══ Given passage ══
Minister of the Interior
- In office 22 December 2004 – 31 December 2006
- President: Heinz Fischer
- Chancellor: Wolfgang Schüssel
- Preceded by: Ernst Strasser
- Succeeded by: Wolfgang Schüssel (Acting)

Personal details
- Born: 27 March 1941 Tulln District, Ostmark, Nazi Germany
- Died: 31 December 2006 (aged 65) Sankt Pölten, Austria
- Party: People's Party
- Alma mater: University of Vienna

= Liese Prokop =

Austrian pentathlete (1941–2006)

Liesel "Liese" Prokop-Sykora (27 March 1941 – 31 December 2006) was an Austrian athlete and, later in her life, a politician. She competed mainly in the pentathlon.

==Biography==
Born as Liese Sykora in Tulln District, Lower Austria, on 27 March 1941, she graduated from the University of Vienna with a degree in biology and sport. In 1965 she married her former coach, Gunnar Prokop. The couple had two sons and a daughter. in 1967, she became student world champion in Tokyo. She competed for Austria in the 1968 Summer Olympics held in Mexico City, Mexico in the Pentathlon where she won the silver medal. In 1969, she became European champion in Athens, breaking the world pentathlon record. In addition, she was Austrian champion in pentathlon, long jump, high jump, hurdles, relay and shot putting.
═══
══ Material supplied ══
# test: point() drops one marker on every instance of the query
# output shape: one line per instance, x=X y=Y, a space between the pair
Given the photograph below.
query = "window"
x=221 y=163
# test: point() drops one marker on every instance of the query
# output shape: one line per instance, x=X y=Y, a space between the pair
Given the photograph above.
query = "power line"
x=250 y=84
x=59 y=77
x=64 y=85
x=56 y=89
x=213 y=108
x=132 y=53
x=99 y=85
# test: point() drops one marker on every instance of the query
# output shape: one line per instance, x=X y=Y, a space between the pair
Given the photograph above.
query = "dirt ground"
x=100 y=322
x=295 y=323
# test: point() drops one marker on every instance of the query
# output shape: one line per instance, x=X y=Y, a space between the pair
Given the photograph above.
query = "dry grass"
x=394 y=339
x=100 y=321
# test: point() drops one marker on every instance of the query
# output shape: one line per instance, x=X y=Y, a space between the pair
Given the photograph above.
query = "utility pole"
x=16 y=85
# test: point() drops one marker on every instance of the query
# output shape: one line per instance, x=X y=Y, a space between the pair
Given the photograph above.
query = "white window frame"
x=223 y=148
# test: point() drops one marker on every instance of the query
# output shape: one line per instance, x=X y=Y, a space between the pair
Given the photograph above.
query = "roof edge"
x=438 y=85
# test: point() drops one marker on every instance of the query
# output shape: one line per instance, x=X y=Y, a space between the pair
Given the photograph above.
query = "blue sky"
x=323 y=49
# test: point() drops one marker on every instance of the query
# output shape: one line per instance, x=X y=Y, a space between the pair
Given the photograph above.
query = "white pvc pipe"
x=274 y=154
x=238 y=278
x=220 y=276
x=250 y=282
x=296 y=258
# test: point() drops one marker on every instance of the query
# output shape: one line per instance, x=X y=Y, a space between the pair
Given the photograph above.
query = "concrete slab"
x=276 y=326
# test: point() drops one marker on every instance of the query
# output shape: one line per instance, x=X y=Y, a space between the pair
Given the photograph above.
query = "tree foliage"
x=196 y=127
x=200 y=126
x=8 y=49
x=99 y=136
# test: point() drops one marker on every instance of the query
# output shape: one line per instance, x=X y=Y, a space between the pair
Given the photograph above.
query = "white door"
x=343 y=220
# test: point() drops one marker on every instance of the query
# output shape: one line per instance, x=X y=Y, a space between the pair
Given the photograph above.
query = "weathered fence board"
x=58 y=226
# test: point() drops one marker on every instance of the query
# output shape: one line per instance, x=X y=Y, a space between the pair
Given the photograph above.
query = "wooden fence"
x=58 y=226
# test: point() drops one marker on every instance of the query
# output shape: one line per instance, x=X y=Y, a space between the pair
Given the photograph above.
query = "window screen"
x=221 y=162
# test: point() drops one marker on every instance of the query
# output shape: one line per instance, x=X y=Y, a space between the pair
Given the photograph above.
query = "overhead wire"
═══
→ What this task involves
Update the Liese Prokop text, starting with "Personal details" and going on through "in the pentathlon.", so that "Austrian People's Party" takes the place of "People's Party".

→ Finished exercise
Personal details
- Born: 27 March 1941 Tulln District, Ostmark, Nazi Germany
- Died: 31 December 2006 (aged 65) Sankt Pölten, Austria
- Party: Austrian People's Party
- Alma mater: University of Vienna

= Liese Prokop =

Austrian pentathlete (1941–2006)

Liesel "Liese" Prokop-Sykora (27 March 1941 – 31 December 2006) was an Austrian athlete and, later in her life, a politician. She competed mainly in the pentathlon.